__Data entries__:
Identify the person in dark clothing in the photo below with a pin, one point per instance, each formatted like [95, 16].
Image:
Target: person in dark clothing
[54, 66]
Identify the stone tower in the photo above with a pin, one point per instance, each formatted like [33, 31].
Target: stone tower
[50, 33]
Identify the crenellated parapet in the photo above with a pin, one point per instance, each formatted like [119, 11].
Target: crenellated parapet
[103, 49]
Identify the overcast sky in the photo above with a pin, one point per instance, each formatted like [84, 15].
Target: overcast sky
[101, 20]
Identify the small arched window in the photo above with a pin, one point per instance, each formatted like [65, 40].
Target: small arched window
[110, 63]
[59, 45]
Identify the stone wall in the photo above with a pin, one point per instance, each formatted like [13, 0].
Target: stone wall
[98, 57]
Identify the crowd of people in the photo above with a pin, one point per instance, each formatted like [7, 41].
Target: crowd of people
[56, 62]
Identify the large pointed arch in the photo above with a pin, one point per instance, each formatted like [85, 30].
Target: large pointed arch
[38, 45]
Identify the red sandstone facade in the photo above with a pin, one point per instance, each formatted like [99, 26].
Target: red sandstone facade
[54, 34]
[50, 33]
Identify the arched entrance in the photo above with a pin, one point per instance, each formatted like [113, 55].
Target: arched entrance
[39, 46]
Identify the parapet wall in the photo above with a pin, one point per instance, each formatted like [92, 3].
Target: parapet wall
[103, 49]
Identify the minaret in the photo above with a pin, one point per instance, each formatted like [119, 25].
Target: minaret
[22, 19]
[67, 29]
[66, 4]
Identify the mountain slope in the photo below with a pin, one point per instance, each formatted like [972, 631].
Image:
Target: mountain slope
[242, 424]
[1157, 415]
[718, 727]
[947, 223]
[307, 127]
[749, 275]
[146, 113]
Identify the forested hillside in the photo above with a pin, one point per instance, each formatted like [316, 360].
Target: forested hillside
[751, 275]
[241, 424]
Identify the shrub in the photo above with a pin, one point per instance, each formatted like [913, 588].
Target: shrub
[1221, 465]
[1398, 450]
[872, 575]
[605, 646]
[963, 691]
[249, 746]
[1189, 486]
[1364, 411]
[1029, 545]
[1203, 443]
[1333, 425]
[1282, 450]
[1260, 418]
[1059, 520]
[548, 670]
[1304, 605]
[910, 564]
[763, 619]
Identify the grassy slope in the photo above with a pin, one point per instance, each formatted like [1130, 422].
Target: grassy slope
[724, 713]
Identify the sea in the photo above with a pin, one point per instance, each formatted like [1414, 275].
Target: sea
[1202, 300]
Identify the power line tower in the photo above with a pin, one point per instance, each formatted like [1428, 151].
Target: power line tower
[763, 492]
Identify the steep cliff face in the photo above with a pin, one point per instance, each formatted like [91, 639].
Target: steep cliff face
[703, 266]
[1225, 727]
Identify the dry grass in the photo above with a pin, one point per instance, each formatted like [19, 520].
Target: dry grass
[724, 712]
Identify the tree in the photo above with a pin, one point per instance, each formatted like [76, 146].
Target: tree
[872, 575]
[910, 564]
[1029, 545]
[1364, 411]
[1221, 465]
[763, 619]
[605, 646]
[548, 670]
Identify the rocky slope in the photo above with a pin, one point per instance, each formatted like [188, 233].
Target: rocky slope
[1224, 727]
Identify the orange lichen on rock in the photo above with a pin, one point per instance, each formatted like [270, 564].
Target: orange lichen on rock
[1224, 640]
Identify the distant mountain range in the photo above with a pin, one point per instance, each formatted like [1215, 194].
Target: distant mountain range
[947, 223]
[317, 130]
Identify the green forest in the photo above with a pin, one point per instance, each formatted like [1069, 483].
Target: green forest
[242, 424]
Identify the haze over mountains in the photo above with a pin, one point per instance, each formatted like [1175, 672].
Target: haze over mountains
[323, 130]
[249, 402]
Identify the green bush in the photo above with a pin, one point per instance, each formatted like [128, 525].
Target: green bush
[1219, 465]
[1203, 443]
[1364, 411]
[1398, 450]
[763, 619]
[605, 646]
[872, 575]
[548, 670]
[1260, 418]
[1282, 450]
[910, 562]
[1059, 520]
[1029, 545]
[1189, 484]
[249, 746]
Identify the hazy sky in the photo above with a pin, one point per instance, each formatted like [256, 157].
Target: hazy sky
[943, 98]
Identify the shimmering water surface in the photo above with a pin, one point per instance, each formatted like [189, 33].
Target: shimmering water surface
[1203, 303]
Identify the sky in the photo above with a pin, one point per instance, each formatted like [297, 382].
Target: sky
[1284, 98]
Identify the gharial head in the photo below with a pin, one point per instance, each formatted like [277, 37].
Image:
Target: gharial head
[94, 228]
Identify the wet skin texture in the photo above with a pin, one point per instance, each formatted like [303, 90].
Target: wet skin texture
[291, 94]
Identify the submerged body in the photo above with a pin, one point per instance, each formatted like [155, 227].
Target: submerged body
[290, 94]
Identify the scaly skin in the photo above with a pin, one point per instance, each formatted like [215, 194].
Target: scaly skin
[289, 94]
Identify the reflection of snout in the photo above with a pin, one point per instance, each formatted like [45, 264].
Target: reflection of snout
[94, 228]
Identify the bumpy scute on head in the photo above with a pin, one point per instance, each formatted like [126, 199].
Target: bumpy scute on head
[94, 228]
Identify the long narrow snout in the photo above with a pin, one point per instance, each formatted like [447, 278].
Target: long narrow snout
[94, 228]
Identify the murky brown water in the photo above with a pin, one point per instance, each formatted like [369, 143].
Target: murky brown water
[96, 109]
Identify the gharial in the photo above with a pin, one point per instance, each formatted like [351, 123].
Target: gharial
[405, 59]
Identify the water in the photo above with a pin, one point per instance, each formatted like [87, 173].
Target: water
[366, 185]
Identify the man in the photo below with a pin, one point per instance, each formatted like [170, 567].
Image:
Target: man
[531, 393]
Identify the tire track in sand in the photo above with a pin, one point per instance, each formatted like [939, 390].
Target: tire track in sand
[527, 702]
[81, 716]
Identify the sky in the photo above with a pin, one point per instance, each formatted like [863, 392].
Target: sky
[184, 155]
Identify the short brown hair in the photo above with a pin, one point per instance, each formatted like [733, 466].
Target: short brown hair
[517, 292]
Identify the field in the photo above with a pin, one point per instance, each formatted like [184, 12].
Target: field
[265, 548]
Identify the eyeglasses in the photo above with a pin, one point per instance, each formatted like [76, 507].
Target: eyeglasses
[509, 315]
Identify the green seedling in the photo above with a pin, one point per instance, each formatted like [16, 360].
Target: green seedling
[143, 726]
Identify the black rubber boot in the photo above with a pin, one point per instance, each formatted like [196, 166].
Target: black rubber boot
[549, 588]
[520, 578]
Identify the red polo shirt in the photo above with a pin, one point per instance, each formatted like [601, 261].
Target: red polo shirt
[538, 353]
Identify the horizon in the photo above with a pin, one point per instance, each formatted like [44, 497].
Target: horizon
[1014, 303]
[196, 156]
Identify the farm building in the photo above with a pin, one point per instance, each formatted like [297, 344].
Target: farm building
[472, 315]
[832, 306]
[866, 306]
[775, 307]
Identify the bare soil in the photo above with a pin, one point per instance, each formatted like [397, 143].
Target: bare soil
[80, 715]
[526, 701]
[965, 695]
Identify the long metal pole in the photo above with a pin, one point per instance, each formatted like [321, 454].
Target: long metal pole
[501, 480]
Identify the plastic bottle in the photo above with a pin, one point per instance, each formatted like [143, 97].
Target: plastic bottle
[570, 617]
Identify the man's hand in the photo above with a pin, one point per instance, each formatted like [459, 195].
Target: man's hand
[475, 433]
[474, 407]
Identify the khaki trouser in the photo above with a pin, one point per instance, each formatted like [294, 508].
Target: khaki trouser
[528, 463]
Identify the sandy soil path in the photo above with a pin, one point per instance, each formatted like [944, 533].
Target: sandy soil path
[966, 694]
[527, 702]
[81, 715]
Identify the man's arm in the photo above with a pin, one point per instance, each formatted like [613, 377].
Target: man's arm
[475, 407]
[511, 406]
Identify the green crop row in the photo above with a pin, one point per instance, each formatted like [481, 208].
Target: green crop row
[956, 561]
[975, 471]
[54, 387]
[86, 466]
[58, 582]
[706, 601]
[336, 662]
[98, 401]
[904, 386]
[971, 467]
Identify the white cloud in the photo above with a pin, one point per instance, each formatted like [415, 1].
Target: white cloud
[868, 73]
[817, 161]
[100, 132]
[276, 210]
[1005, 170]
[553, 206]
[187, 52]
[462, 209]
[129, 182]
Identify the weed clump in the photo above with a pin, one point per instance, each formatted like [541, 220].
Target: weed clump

__Aim of the task__:
Copy out exactly the lines between the line with "Identify the green crop" and the last line of the entries, counting both of those lines.

__Exercise answer__:
Identify the green crop row in the photo above with a pin, one point per instance, each formatted like [481, 208].
Target: green crop row
[956, 561]
[975, 471]
[54, 387]
[86, 466]
[58, 582]
[706, 601]
[336, 662]
[98, 401]
[904, 386]
[971, 467]
Identify the white cloud in the photo above with a pin, one point per instance, each formatted like [415, 1].
Target: white cloud
[868, 73]
[817, 161]
[100, 132]
[276, 210]
[1005, 170]
[553, 206]
[187, 52]
[462, 209]
[129, 182]
Identify the weed clump in the photo above with a pin, one point per instance, each formatted like [541, 220].
Target: weed clump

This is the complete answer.